**EXERCISE INSTRUCTIONS:**
**1)** In the Christmas kayaking essay, where did the writer put the kayak into the water?
**2)** Write the next part of the Christmas kayaking essay, picking up after its final sentence.

**DOCUMENT PASSAGE:**

<<<<

I spent this holiday season in Naples, Florida, where my wife and I bought a home in 2009 to escape the bitter Chicago winters.
On Christmas morning this year, I slipped my kayak into the water by the Jolley Bridge at Marco Island and paddled the Big Marco River westward toward the Gulf of Mexico, tugged by the falling tide. The wind was northerly — neither help nor hindrance just yet.
It was not my usual Christmas morning, which has always been spent at home with my wife. This would have been my 50th Christmas spent with Gail, had she not passed away from a massive stroke on Valentine’s Day ten months ago. And so this Christmas was, for me, just one more chance to figure out how to set a new course once fate decides that your life’s winds and tides have changed.
For the first mile or so, a dolphin escorted me about 30 yards away on my right side. He may have been curious to check out a fellow old loner, because it’s been a tough year for dolphins, too. Red tide has killed hundreds of them, washed up on Southwest Florida beaches throughout the summer and fall. I could only wonder how many lost loved ones this lone dolphin might have grieved over the past several months.
I smiled at him, and I think he smiled back. But then, he’s a dolphin, and dolphins always seem to be smiling no matter what.
In anticipation of the Christmas season, good friends who have lost loved ones advised me to spend holidays surrounded by people, lots of people. I thanked them for their advice, but for some reason I wanted to be alone with my thoughts and memories, at least for this first Christmas alone.
Once the kids had grown up and left the nest, Gail and I never made a big deal about Christmas. It was always just a quiet dinner and a few presents under the tree to open, and maybe a surprise or two in the stockings. Because our Christmas was always so low-key, I didn’t think it would hit me like a gut-punch once she was gone.

>>>>

**PROVIDED MATERIAL:**

<<<<

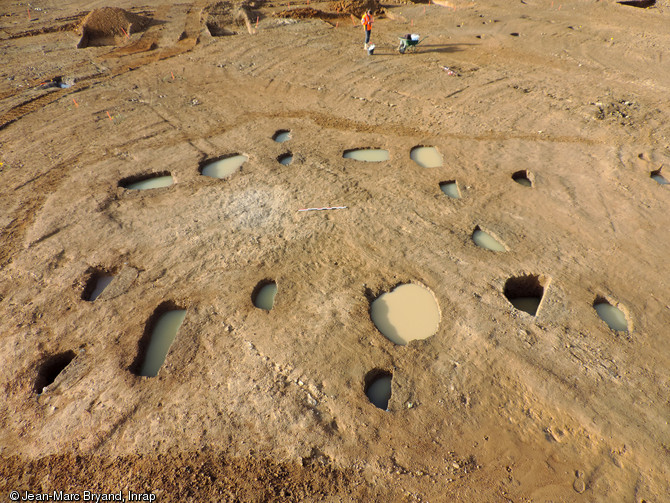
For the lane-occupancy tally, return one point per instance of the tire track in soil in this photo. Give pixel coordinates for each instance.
(12, 235)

>>>>

**OUTPUTS IN ORDER:**
**1)** By the Jolley Bridge at Marco Island.

**2)**
I was wrong.
It may have been our simple, intimate observance of the holiday that hurt the most, because silence can be wonderful if you have a hand to hold. But alone, the silence can be deafening.
And so I decided if I was going to spend this Christmas morning alone, I would go where singularity makes sense, where aloneness doesn’t have to mean loneliness — in a one-person kayak.
When I hit the Gulf I paused to take a sip of water. Long ago on a fishing charter, I remember Captain Bill Walsh telling me about an island in that area that had washed away once its stand of non-native trees had been removed by an environmental group. I checked the map, where the smaller print at that area said, “Note: This area subject to continual change.”
Yeah, there’s a lot of that going around.
I turned north along the coast and pushed on, battling the wind up to the southern tip of Keewaydin Island, five or six miles from my starting point.
I pulled my kayak up onto a low-tide sand flat littered with shells, starfish and sand dollars — some of them dead and empty, and some of them simply stranded and waiting for the waters to rise. Pelicans swooped and dove into the shallow waters nearby, ospreys soared overhead, cormorants swam just past the breakers, terns poked their beaks in the sand.
And all of them — all of the birds, fish and mollusks, countless thousands of them stretching for as far as the eye could see or the mind could imagine — doing their best to get through this day to the next, doing it as they have done day after day for countless thousands of years past and for countless thousands of years more.
The tide had turned. I headed back with the surge at my tail, but the shifting wind now in my face.
A new year is upon us. There will be tides and there will be winds, sometimes at our back and sometimes in our face.
And we will push on.
Because that that is the way it is — the way it was meant to be.
Author, musician and storyteller TR Kerth is a retired teacher who has lived in Sun City Huntley since 2003. Contact him at trkerth@yahoo.com. Can’t wait for your next visit to Planet Kerth? Then get TR’s book, “Revenge of the Sardines,” available from Amazon, Barnes & Noble, and other online book distributors.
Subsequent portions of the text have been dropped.